- Data provided:
=-=-=

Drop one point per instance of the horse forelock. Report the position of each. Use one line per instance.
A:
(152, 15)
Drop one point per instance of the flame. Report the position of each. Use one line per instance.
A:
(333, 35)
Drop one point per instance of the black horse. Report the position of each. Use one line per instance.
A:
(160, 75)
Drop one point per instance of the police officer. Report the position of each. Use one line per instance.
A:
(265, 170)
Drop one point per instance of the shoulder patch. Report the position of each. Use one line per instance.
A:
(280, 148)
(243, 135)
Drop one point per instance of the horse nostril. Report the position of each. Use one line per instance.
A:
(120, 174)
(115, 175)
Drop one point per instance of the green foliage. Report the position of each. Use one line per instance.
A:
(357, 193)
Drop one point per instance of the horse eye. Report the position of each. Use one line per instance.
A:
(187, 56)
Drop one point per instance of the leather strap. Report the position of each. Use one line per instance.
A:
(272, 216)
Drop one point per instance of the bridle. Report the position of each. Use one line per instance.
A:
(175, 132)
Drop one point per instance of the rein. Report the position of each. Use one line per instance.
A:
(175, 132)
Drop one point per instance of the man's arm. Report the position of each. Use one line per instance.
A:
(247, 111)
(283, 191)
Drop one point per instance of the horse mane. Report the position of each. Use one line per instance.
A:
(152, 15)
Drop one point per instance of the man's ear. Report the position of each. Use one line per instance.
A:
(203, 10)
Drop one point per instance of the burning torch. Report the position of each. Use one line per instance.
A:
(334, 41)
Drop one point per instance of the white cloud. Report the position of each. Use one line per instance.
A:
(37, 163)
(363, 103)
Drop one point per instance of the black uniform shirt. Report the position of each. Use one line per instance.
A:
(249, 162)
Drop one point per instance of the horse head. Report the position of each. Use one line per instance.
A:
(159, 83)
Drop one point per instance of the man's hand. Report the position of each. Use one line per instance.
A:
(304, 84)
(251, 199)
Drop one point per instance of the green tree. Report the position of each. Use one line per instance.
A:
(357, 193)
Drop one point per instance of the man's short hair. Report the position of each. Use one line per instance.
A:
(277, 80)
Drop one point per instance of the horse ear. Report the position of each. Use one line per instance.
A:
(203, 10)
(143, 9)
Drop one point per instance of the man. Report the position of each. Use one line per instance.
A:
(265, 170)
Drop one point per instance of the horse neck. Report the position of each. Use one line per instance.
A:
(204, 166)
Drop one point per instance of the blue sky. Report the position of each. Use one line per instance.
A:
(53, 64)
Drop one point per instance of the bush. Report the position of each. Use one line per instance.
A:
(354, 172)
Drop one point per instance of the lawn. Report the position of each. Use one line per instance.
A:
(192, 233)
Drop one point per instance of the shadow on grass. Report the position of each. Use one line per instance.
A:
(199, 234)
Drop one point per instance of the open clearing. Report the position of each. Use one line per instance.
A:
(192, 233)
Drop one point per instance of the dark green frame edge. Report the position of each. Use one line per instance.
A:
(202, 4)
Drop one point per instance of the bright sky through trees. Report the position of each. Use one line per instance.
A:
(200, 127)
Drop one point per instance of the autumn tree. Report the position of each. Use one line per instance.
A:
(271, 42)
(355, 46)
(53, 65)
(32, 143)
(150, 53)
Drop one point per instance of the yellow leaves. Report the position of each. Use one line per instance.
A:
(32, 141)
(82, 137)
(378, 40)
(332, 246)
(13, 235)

=-=-=

Print only what lies in the material above starting at the line with "Drop one point per instance of the man's arm." and ending at the line with "Drop one point per instance of the white", every line exactly as given.

Drop one point per instance of the man's arm. Report the position of each. Use one line per instance.
A:
(247, 111)
(283, 191)
Drop one point per instance of the horse mane. Report the position of each. Use one line per instance.
A:
(152, 15)
Drop one point per instance of the man's ear. Report the position of each. Use one line per instance.
A:
(203, 10)
Drop one point per instance of the burning torch. Report the position of each. Use one line per instance.
A:
(334, 41)
Drop one point per instance of the white cloud. Report the position of each. Use one line per instance.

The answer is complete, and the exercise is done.